Texte d'étude:

Intervention de Xavier Breton

Séance en hémicycle du jeudi 3 octobre 2019 à 15h00
Bioéthique — Article 4

Photo issue du site de l'Assemblée nationale ou de WikipediaXavier Breton, rapporteur :

Je voudrais revenir à ces amendements dont nous avons fini par comprendre pourquoi ils étaient en discussion commune avec celui de notre collègue, Mme Genevard, qui pose la bonne question. Madame la garde des sceaux, vous avez déclaré en commission spéciale que l'accouchement ne ferait pas la filiation pour la femme qui accouche au sein d'un couple de femmes. Si l'accouchement demeure une condition, il ne serait plus suffisant. C'est ce que vous avez dit avant de vous apercevoir de l'émoi que provoquaient vos propos dans la société, notamment auprès de toutes les femmes qui savent qu'elles sont devenues mères en accouchant.

Tâche A: Relevez toutes les personnes que l'intervention sur la bioéthique désigne par un nom ou par une fonction.
Tâche B: Poursuivez l'intervention sur la bioéthique à la suite de sa dernière phrase, dans le même ton.
Le listing n'a aucun rapport avec l'intervention sur la bioéthique.

Informations extraites:

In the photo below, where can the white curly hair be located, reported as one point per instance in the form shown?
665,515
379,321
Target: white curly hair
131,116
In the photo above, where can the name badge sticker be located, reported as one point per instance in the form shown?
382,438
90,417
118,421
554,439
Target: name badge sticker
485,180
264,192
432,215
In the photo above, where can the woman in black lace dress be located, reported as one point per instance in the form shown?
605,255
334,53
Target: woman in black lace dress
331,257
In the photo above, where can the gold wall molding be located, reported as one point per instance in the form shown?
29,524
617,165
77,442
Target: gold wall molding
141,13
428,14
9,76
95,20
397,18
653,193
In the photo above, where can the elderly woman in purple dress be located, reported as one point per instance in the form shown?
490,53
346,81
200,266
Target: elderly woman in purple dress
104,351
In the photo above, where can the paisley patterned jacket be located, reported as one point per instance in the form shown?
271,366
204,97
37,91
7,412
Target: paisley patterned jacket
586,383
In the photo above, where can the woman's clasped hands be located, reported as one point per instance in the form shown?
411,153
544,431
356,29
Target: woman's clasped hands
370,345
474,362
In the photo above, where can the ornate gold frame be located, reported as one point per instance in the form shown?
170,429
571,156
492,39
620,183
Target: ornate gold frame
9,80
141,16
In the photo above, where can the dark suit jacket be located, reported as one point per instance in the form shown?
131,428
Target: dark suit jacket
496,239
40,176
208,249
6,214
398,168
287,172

* * *

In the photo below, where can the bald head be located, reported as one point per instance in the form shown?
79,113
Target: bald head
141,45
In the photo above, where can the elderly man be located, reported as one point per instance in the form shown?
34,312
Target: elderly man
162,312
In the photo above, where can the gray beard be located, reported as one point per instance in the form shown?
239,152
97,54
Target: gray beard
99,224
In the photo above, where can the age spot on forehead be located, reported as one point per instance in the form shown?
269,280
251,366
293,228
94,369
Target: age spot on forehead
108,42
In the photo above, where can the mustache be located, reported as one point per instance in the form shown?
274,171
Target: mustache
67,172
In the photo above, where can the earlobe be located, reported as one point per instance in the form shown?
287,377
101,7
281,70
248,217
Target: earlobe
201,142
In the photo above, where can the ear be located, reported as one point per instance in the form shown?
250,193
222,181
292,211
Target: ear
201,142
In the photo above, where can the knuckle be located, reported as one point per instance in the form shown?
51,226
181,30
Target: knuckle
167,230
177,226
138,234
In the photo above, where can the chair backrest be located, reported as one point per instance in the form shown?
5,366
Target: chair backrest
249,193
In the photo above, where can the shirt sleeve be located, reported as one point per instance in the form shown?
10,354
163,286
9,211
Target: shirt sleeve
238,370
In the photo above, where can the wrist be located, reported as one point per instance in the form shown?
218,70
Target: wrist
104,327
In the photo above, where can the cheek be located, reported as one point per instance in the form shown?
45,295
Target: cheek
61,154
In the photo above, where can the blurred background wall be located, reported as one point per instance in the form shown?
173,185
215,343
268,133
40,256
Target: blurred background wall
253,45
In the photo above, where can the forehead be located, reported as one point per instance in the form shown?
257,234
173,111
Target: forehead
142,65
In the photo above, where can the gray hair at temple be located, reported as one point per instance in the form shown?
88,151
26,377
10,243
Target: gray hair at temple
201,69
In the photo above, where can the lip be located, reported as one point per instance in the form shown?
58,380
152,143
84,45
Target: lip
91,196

* * *

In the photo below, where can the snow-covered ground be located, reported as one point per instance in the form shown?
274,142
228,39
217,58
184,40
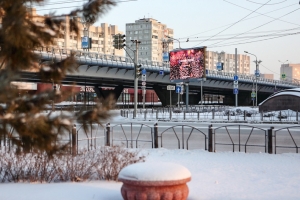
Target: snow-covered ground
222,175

Résultat de l'exercice A: Xavier Breton, rapporteur ; Mme Genevard ; la garde des sceaux.

Résultat de l'exercice B:
Vous avez ensuite affirmé que la femme qui accouche est mère, bien évidemment, mais est-elle mère parce qu'elle accouche ? Non. Elle l'est du fait de la reconnaissance. L'accouchement déclenche la réalité du consentement et de la reconnaissance en ce qu'il permet d'établir la filiation en termes chronologiques, mais la mère qui accouche ne deviendra pas mère pour cette raison. Cela, il faut l'expliquer très clairement. Bien sûr, la femme qui accouche continuera à être mère. Toutefois, contrairement aux autres femmes, elle ne deviendra pas complètement mère par l'accouchement, mais par une reconnaissance conjointe.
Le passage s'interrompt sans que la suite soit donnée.